* EXERCISE INSTRUCTIONS: Transcribe all of the material below, reproducing every line without any change.

* DATA PROVIDED:
▬▬▬▬▬▬
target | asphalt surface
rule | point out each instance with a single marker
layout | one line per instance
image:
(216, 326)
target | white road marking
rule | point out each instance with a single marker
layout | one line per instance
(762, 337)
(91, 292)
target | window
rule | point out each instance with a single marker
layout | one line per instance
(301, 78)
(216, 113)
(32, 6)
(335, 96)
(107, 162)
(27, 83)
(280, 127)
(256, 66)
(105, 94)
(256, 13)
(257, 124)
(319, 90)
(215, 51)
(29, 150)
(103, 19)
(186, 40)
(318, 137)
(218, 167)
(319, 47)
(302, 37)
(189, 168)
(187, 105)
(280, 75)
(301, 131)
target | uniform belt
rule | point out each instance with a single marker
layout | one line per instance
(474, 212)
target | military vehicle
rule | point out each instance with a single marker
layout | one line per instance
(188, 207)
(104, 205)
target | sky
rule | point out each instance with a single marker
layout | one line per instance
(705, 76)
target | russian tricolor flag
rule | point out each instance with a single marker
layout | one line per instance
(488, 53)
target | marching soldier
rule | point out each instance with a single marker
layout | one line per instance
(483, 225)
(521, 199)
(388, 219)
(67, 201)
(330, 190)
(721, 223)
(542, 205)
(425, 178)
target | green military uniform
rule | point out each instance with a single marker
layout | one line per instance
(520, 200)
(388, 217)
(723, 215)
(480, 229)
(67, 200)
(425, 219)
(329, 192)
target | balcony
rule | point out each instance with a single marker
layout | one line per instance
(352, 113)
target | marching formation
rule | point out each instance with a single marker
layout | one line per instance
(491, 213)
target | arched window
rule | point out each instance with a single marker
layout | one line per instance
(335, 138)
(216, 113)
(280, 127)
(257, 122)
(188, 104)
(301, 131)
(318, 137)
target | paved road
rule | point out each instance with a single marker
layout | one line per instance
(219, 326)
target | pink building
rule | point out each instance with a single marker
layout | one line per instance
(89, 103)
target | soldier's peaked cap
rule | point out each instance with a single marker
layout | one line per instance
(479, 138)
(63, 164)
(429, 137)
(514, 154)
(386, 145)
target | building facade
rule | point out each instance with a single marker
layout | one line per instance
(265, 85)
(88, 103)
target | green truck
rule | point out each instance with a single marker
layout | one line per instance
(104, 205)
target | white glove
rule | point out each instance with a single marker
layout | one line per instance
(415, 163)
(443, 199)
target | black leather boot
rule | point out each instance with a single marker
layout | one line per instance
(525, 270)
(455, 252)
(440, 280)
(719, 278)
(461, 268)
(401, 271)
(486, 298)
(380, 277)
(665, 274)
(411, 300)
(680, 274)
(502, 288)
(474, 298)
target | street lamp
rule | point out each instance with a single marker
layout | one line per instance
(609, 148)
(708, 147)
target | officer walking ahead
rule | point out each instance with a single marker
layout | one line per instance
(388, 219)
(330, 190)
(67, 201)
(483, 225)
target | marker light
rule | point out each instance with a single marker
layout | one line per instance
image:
▬▬▬▬▬▬
* REPLY:
target | asphalt surface
rule | point out each instance with a single marker
layout | one line per instance
image:
(216, 326)
target | white road marking
rule | point out each instance with a single marker
layout | one line per instance
(762, 337)
(91, 292)
target | window
rule | point out each instance with a single marker
layout | one line per instance
(301, 78)
(216, 113)
(32, 6)
(335, 96)
(107, 162)
(27, 83)
(280, 127)
(256, 66)
(105, 94)
(256, 13)
(257, 124)
(319, 90)
(215, 51)
(29, 150)
(103, 19)
(186, 40)
(318, 137)
(218, 167)
(319, 47)
(302, 37)
(189, 168)
(187, 105)
(280, 75)
(301, 131)
target | uniform belt
rule | point out each instance with a single marker
layout | one line per instance
(474, 212)
target | military vehicle
rule | point out each instance with a single marker
layout | one line per instance
(188, 207)
(104, 205)
target | sky
rule | point out each instance with a single marker
layout | one line per instance
(705, 76)
target | russian tricolor flag
rule | point out each instance with a single marker
layout | one line per instance
(488, 53)
target | marching soldier
rule | point out each instance with a single marker
layout | one line per instance
(483, 225)
(521, 199)
(388, 219)
(67, 201)
(330, 190)
(721, 223)
(542, 205)
(425, 178)
target | green military uniform
rule | point out each instance with a single marker
layout | one line per instance
(520, 200)
(388, 217)
(723, 215)
(480, 229)
(67, 200)
(425, 219)
(329, 192)
target | balcony
rule | point out each instance with a single marker
layout | one line per instance
(352, 113)
target | marching formation
rule | point out each instance with a single marker
layout | one line per instance
(491, 213)
target | arched window
rule | point out each instance with a single marker
layout | one line per instance
(335, 138)
(216, 113)
(280, 127)
(257, 122)
(188, 104)
(301, 131)
(318, 137)
target | paved road
rule | point out each instance with a single marker
layout | one line per instance
(219, 326)
target | pink building
rule | point out each instance with a single marker
layout | one line per instance
(89, 103)
target | soldier's peaked cap
rule | point out each instance with a single marker
layout | one line per instance
(479, 138)
(63, 164)
(429, 137)
(514, 154)
(386, 145)
target | building facade
rule | point out each instance with a single marker
layout | one line per instance
(265, 85)
(88, 103)
target | green truck
rule | point out each instance with a single marker
layout | one line per instance
(104, 205)
target | white glove
rule | point out each instance with a single marker
layout | one line per instance
(415, 163)
(443, 199)
target | black leather boot
rule | point out each instance with a single marker
layout | one line per instance
(525, 270)
(455, 252)
(440, 280)
(719, 278)
(461, 268)
(401, 271)
(486, 298)
(380, 277)
(665, 274)
(411, 300)
(680, 274)
(502, 288)
(474, 298)
target | street lamp
rule | point out each instance with a single marker
layout | one line per instance
(609, 148)
(708, 147)
target | officer walking ahead
rule | point out each instance with a single marker
layout | one line per instance
(388, 219)
(330, 190)
(67, 201)
(483, 225)
target | marker light
rule | point out each instance with a single marker
layout | one line per instance
image:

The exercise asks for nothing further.